What is expected: Transcribe verbatim the stretch of the ballot-theorem derivation from "The following source" through "345–52. JSTOR, http://www.jstor.org/stable/27643060.".
### Selected text ###
You want to find the probability of exactly $k$ successes. This implies that there were $n + 5k$ failures. To do this, we count up the number of valid sequences of length $n+6k$ which consist of $k$ successes and $n+5k$ failures, and multiply this number by the probability of each sequence occurring. The probability of such a sequence is $$ p^{k}(1-p)^{n+5k}. $$ All that remains is to count the number of valid sequences. A sequence is valid if and only if it consists of $k$ successes and $n+5k$ failures, and if the running total of trials remaining, $N$, never reaches zero until the very end. In other words, for each $t\in \{0,1,\dots,n+6k-1\}$, if we let $k_t$ be the number of successes up to time $t$, then it must be true that $$ n+5k_t - (t-k_t)>0 \qquad \text{for all $t\in \{0,1,\dots,n+6k-1\}$}. $$ Let us rearrange this inequality as follows: $$ n+5k-(t-k_t)>5(k-k_t) $$ If we interpret this inequality in words, we are saying that for all $t$, the number of failures AFTER time $t$ is more than $5$ times the number of successes AFTER time $t$. Note that $n+5k-(t-k_t)$ is the number of failures after time $t$, and $t-k_t$ is the number of successes after time $t$.

Therefore, if we reverse a valid sequence, we see that each initial segment of the reversed sequence has more than five times as many failures as successes. This shows that counting valid sequences is exactly solved by the following generalization of Bertrand's ballot problem.

Theorem Let $r\ge 1$ be an integer. Suppose in an election, candidate $A$ receives $a$ votes, and candidate $B$ receives $b$ votes, where $a\ge rb$. The number of ways to arrange these $a+b$ ballots in a sequence such that the running number of votes for $A$ is more than $r$ times the running number of votes for $B$ at all times is $$\frac{a-rb}{a+b}\binom{a+b}{a}.$$

Applying this theorem with $a=n+5k$, $b=k$, and $r=5$, we see that the number of valid sequences is $\frac{n}{n+6k} \binom{n+6k}{k}$. Therefore, multiplying this by the probability of each sequence, $p^k(1-p)^{n+5k}$, we arrive at the answer advertised at the beginning.

The following source contains four proofs of the theorem above, along with some information about the history of the problem:

Renault, Marc. “Four Proofs of the Ballot Theorem.” Mathematics Magazine, vol. 80, no. 5, 2007, pp. 345–52. JSTOR, http://www.jstor.org/stable/27643060.
### Supplied data ###
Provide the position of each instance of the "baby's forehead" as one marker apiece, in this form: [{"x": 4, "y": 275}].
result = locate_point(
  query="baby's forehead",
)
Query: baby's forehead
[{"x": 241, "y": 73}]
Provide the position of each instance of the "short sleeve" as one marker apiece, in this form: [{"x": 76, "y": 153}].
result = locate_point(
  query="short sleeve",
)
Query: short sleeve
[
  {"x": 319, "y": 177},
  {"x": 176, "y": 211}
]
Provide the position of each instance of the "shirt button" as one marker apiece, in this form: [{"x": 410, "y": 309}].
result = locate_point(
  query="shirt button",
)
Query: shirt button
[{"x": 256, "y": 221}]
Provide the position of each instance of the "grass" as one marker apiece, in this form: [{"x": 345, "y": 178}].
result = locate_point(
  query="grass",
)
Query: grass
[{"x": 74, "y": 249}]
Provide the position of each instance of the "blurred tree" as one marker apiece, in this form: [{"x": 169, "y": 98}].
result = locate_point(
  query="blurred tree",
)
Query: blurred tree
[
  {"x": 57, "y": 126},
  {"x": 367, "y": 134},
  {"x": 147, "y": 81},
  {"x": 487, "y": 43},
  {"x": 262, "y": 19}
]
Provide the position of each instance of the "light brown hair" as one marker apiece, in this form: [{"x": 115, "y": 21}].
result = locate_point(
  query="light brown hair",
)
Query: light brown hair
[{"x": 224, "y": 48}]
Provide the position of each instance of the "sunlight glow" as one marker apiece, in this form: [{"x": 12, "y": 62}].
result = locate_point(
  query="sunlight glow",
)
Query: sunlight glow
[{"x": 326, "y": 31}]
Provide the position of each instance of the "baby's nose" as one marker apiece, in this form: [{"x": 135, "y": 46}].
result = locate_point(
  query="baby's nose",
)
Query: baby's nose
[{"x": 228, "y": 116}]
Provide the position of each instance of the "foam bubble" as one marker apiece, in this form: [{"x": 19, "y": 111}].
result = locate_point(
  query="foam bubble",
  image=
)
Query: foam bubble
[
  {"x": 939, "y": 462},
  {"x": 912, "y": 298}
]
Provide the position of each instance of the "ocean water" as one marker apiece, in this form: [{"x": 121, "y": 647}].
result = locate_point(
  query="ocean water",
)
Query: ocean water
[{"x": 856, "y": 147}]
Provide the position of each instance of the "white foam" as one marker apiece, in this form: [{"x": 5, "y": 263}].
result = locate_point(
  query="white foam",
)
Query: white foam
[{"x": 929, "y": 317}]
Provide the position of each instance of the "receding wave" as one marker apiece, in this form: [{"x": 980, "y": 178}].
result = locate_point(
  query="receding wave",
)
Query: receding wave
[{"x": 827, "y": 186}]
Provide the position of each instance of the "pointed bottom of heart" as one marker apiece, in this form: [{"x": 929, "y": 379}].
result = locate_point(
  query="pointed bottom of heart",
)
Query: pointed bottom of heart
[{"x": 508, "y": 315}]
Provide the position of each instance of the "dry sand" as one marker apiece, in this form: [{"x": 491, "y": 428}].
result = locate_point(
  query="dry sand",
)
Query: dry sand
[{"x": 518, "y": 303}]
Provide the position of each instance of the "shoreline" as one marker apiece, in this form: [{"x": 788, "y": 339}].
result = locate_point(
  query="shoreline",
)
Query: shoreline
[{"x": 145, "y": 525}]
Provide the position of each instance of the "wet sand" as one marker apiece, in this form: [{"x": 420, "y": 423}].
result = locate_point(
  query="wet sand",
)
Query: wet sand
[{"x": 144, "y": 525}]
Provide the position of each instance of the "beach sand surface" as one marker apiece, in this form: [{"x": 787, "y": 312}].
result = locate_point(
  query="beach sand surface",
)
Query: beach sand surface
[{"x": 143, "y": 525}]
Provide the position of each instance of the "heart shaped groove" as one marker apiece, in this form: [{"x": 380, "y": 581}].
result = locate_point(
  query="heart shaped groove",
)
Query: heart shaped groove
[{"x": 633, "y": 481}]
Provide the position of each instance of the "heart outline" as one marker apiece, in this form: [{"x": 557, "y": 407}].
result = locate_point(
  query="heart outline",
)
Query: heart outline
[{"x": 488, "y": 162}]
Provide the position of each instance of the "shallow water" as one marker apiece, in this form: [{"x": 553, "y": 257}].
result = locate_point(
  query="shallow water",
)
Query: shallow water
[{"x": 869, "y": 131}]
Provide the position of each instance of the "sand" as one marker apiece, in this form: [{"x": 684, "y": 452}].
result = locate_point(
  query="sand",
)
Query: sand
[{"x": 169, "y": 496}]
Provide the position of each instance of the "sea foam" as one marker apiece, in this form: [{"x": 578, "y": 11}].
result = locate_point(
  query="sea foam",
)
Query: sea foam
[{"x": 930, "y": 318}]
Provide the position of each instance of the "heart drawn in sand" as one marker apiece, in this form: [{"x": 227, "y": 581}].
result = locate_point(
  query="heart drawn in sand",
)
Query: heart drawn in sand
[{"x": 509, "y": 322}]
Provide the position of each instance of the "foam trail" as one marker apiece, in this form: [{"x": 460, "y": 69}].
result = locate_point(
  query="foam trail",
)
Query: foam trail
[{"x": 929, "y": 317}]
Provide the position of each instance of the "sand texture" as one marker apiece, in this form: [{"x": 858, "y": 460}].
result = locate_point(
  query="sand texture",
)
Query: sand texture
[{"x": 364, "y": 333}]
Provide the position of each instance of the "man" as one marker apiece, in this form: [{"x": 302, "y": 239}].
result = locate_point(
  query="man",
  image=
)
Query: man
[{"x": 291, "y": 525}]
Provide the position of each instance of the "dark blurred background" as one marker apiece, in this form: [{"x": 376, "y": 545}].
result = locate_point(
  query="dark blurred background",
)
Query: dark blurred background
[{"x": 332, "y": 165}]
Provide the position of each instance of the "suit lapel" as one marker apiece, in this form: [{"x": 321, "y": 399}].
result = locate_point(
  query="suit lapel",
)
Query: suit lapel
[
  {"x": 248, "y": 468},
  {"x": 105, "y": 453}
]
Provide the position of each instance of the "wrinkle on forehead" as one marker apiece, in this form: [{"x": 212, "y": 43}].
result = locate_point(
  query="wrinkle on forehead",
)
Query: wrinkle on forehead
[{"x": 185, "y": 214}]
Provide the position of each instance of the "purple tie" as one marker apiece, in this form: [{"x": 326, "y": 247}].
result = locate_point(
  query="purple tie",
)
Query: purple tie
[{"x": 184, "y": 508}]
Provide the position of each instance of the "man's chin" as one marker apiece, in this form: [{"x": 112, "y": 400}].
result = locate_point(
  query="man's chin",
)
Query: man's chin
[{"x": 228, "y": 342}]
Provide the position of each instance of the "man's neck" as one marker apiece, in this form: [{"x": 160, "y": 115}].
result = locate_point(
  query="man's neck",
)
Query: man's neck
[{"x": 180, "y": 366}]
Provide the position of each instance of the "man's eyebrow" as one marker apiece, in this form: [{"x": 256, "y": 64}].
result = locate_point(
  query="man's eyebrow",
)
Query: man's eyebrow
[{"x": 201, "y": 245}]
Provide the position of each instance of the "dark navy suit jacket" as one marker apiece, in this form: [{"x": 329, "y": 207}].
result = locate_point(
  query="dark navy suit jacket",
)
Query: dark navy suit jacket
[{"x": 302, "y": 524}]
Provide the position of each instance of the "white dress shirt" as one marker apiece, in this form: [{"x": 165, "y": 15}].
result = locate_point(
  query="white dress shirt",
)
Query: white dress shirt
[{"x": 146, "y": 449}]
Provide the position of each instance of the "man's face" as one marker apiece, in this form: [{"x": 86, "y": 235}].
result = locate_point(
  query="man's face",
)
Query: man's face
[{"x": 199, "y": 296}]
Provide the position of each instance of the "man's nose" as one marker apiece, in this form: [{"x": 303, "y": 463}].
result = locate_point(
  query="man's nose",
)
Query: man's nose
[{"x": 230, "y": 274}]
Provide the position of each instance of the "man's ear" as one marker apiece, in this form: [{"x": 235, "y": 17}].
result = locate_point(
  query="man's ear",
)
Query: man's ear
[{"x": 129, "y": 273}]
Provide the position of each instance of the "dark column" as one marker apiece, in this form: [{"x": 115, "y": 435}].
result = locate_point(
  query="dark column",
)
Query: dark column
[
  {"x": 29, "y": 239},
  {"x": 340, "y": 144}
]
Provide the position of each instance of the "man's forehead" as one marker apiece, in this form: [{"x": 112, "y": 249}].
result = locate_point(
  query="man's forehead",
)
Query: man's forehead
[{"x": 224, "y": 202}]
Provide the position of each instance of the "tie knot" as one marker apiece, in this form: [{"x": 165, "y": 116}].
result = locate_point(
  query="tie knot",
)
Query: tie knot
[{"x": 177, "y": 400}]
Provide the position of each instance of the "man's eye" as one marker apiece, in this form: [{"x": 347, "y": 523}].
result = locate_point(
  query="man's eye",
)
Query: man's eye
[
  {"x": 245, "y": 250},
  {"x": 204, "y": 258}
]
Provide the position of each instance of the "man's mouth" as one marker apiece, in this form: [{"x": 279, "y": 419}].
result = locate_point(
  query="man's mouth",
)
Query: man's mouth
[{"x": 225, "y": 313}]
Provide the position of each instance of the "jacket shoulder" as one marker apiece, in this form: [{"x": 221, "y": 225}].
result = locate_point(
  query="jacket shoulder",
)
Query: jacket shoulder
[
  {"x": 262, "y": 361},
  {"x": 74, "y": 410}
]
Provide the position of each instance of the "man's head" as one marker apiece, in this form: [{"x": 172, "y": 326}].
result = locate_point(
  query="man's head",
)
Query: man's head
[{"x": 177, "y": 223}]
###
The completed task:
The following source contains four proofs of the theorem above, along with some information about the history of the problem:

Renault, Marc. “Four Proofs of the Ballot Theorem.” Mathematics Magazine, vol. 80, no. 5, 2007, pp. 345–52. JSTOR, http://www.jstor.org/stable/27643060.